___ Extracted information
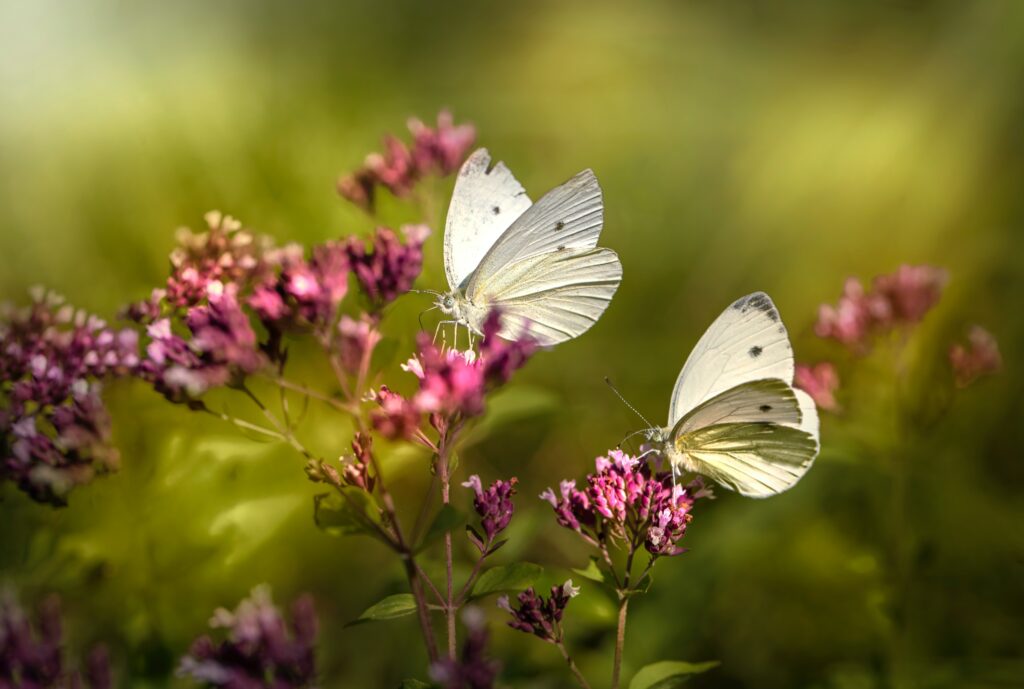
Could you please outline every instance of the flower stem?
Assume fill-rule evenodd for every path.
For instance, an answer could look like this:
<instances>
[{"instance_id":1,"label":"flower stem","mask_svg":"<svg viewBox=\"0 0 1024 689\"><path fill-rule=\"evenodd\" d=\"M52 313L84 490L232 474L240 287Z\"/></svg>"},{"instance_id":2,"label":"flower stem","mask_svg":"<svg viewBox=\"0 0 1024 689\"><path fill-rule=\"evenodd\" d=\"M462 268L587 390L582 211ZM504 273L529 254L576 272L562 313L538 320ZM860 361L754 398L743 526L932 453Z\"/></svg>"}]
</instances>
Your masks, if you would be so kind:
<instances>
[{"instance_id":1,"label":"flower stem","mask_svg":"<svg viewBox=\"0 0 1024 689\"><path fill-rule=\"evenodd\" d=\"M572 656L569 655L568 650L565 648L565 644L561 641L555 642L555 646L561 651L562 657L565 658L565 664L569 666L569 672L572 673L572 677L575 678L577 683L583 687L583 689L591 689L590 683L587 682L587 678L583 676L580 669L577 666L575 661L572 660Z\"/></svg>"},{"instance_id":2,"label":"flower stem","mask_svg":"<svg viewBox=\"0 0 1024 689\"><path fill-rule=\"evenodd\" d=\"M615 658L611 665L611 689L618 689L618 678L623 672L623 649L626 647L626 614L630 599L622 596L618 603L618 627L615 630Z\"/></svg>"}]
</instances>

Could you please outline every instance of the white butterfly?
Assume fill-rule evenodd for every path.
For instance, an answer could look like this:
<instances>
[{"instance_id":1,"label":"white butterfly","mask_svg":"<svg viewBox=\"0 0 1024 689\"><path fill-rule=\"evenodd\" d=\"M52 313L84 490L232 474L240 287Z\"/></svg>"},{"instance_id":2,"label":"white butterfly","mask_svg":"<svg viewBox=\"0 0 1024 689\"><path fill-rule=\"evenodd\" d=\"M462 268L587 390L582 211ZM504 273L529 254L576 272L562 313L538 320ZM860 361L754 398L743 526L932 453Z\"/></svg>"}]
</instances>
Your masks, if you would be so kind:
<instances>
[{"instance_id":1,"label":"white butterfly","mask_svg":"<svg viewBox=\"0 0 1024 689\"><path fill-rule=\"evenodd\" d=\"M582 335L604 313L623 278L615 252L599 249L601 187L584 170L532 204L485 148L459 171L444 225L449 292L435 305L479 334L502 312L501 336L541 345Z\"/></svg>"},{"instance_id":2,"label":"white butterfly","mask_svg":"<svg viewBox=\"0 0 1024 689\"><path fill-rule=\"evenodd\" d=\"M712 324L683 365L669 425L648 432L673 474L695 472L752 498L782 492L818 454L814 401L793 387L793 347L763 292Z\"/></svg>"}]
</instances>

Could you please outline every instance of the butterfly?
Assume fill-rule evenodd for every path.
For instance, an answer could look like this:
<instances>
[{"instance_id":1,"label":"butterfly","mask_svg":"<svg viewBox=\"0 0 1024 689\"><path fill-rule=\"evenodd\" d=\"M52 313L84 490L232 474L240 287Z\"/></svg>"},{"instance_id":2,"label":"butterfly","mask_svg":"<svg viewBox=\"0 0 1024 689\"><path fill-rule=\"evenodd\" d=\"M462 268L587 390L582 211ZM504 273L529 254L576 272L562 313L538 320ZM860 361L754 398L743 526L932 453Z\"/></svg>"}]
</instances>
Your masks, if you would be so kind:
<instances>
[{"instance_id":1,"label":"butterfly","mask_svg":"<svg viewBox=\"0 0 1024 689\"><path fill-rule=\"evenodd\" d=\"M748 295L712 324L686 359L669 424L646 431L673 476L694 472L752 498L792 488L818 454L814 401L793 386L793 347L778 309Z\"/></svg>"},{"instance_id":2,"label":"butterfly","mask_svg":"<svg viewBox=\"0 0 1024 689\"><path fill-rule=\"evenodd\" d=\"M618 256L597 246L604 203L597 177L584 170L531 203L504 163L473 153L456 179L444 225L449 292L435 306L441 325L480 334L492 309L500 335L525 335L542 346L585 333L623 278ZM457 330L458 337L458 330Z\"/></svg>"}]
</instances>

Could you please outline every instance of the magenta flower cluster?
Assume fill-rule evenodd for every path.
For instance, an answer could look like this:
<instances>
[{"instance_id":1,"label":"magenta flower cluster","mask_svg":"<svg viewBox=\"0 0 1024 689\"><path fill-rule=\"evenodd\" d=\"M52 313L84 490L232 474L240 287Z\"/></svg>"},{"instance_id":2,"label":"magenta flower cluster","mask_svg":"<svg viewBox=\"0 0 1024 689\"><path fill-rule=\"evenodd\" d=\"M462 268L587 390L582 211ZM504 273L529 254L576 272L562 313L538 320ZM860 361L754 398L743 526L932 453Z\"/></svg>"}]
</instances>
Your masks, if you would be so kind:
<instances>
[{"instance_id":1,"label":"magenta flower cluster","mask_svg":"<svg viewBox=\"0 0 1024 689\"><path fill-rule=\"evenodd\" d=\"M456 125L447 111L437 116L436 127L411 119L409 131L412 146L394 136L385 137L384 153L370 154L361 168L339 179L338 193L372 212L378 187L408 197L425 176L445 176L458 170L476 140L476 129Z\"/></svg>"},{"instance_id":2,"label":"magenta flower cluster","mask_svg":"<svg viewBox=\"0 0 1024 689\"><path fill-rule=\"evenodd\" d=\"M967 343L949 348L949 364L957 387L967 387L982 376L990 376L1002 368L999 345L992 334L981 326L973 326Z\"/></svg>"},{"instance_id":3,"label":"magenta flower cluster","mask_svg":"<svg viewBox=\"0 0 1024 689\"><path fill-rule=\"evenodd\" d=\"M921 321L938 303L947 278L940 268L901 265L894 273L876 277L868 291L851 277L838 304L821 305L814 332L865 351L871 337Z\"/></svg>"},{"instance_id":4,"label":"magenta flower cluster","mask_svg":"<svg viewBox=\"0 0 1024 689\"><path fill-rule=\"evenodd\" d=\"M110 657L96 646L77 670L65 657L60 602L51 596L37 621L10 596L0 598L0 689L110 689Z\"/></svg>"},{"instance_id":5,"label":"magenta flower cluster","mask_svg":"<svg viewBox=\"0 0 1024 689\"><path fill-rule=\"evenodd\" d=\"M512 619L509 627L532 634L552 644L562 642L562 615L569 601L580 594L580 589L568 579L561 586L551 587L548 598L538 595L532 587L516 597L513 607L508 596L498 599L498 607L508 612Z\"/></svg>"},{"instance_id":6,"label":"magenta flower cluster","mask_svg":"<svg viewBox=\"0 0 1024 689\"><path fill-rule=\"evenodd\" d=\"M228 611L219 608L210 627L226 631L216 643L209 636L196 640L178 666L178 675L206 687L224 689L300 689L316 681L314 644L317 620L312 599L292 605L285 621L266 587Z\"/></svg>"},{"instance_id":7,"label":"magenta flower cluster","mask_svg":"<svg viewBox=\"0 0 1024 689\"><path fill-rule=\"evenodd\" d=\"M0 310L0 478L33 499L68 492L117 468L103 380L133 374L138 336L116 330L52 293Z\"/></svg>"},{"instance_id":8,"label":"magenta flower cluster","mask_svg":"<svg viewBox=\"0 0 1024 689\"><path fill-rule=\"evenodd\" d=\"M501 314L494 311L484 321L477 352L442 349L421 334L418 354L401 367L419 379L420 389L407 398L381 388L374 428L389 438L412 437L424 414L430 415L431 424L438 429L452 419L482 414L485 395L507 383L537 348L529 338L505 341L499 337L500 331Z\"/></svg>"},{"instance_id":9,"label":"magenta flower cluster","mask_svg":"<svg viewBox=\"0 0 1024 689\"><path fill-rule=\"evenodd\" d=\"M618 449L599 457L597 471L577 488L562 481L559 493L548 488L541 494L551 503L558 523L603 548L617 543L646 548L654 556L678 555L691 509L697 498L710 494L696 479L683 486L673 483L669 472L653 473L650 465Z\"/></svg>"},{"instance_id":10,"label":"magenta flower cluster","mask_svg":"<svg viewBox=\"0 0 1024 689\"><path fill-rule=\"evenodd\" d=\"M515 485L518 482L519 479L513 476L507 481L497 480L484 488L480 477L473 474L463 483L463 486L473 490L473 509L480 517L480 530L470 526L467 534L481 555L494 552L495 539L512 521L512 514L515 512L512 496L516 492Z\"/></svg>"}]
</instances>

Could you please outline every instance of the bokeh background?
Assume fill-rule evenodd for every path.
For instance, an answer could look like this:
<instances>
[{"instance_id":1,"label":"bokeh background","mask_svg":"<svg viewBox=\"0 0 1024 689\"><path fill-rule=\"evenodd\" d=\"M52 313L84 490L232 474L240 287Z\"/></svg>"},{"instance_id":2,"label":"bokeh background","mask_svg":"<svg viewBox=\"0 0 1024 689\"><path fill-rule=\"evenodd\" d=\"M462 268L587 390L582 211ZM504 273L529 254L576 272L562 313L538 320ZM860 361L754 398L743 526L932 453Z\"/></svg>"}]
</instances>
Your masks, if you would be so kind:
<instances>
[{"instance_id":1,"label":"bokeh background","mask_svg":"<svg viewBox=\"0 0 1024 689\"><path fill-rule=\"evenodd\" d=\"M113 315L163 279L175 227L212 208L281 242L368 231L337 175L441 106L535 198L592 167L623 287L590 333L517 376L461 469L520 477L504 557L551 582L587 553L534 497L639 425L604 376L659 420L738 296L773 296L799 357L841 358L811 326L844 277L947 268L919 358L941 362L980 322L1004 374L907 430L890 423L885 367L844 359L859 392L824 419L813 471L768 501L701 506L691 551L631 608L626 675L718 659L694 686L1024 686L1024 3L4 0L0 55L8 299L45 284ZM443 282L440 247L424 286ZM390 320L406 350L420 308ZM915 385L929 398L947 381ZM0 491L0 580L27 601L61 594L73 648L104 640L123 686L177 686L213 608L267 582L282 601L315 596L325 687L423 676L412 618L342 629L401 576L375 544L316 530L301 460L140 385L109 397L120 473L57 511ZM343 446L326 415L307 429ZM424 461L388 458L399 493L419 494ZM900 463L903 519L887 497ZM911 561L898 601L894 531ZM606 677L612 610L586 592L572 608L581 663ZM568 686L554 649L497 615L494 641L508 682Z\"/></svg>"}]
</instances>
______
Reproduce the data word for word, starting at the line that contains "Could you please outline every instance of the bokeh" and ending at the last line of the data, with both of those lines included.

- Response for this exercise -
Could you please outline every instance of the bokeh background?
Assume fill-rule evenodd for every path.
For instance, an answer could look like this:
<instances>
[{"instance_id":1,"label":"bokeh background","mask_svg":"<svg viewBox=\"0 0 1024 689\"><path fill-rule=\"evenodd\" d=\"M52 313L84 490L232 474L240 287Z\"/></svg>"},{"instance_id":2,"label":"bokeh background","mask_svg":"<svg viewBox=\"0 0 1024 689\"><path fill-rule=\"evenodd\" d=\"M462 268L587 390L582 211ZM504 273L529 254L576 272L562 313L538 320ZM860 361L754 398L743 526L932 453Z\"/></svg>"}]
</instances>
Your masks, if you would be so kind:
<instances>
[{"instance_id":1,"label":"bokeh background","mask_svg":"<svg viewBox=\"0 0 1024 689\"><path fill-rule=\"evenodd\" d=\"M113 315L163 279L175 227L212 208L281 242L368 231L337 175L441 106L535 198L592 167L623 287L590 333L517 376L461 469L520 477L504 557L551 582L587 553L534 497L639 425L604 376L659 420L738 296L773 296L799 357L841 358L811 326L844 277L947 268L919 358L941 362L980 322L1004 374L907 430L890 423L885 367L844 359L859 392L824 419L813 471L768 501L701 506L691 551L631 608L626 675L718 659L694 686L1024 686L1024 3L4 0L0 55L8 299L45 284ZM443 282L440 247L424 286ZM390 320L406 350L420 308ZM915 385L929 398L947 381ZM0 491L0 580L27 601L61 594L73 648L104 640L123 686L177 686L213 608L267 582L282 601L315 596L325 687L423 676L412 618L342 629L401 576L375 544L316 530L301 460L140 385L109 397L120 473L57 511ZM343 446L326 415L307 429ZM424 461L388 458L399 493L419 494ZM900 463L903 519L887 497ZM911 561L898 601L894 531ZM606 677L612 610L586 592L572 608L581 663ZM568 686L554 649L497 615L494 641L508 682Z\"/></svg>"}]
</instances>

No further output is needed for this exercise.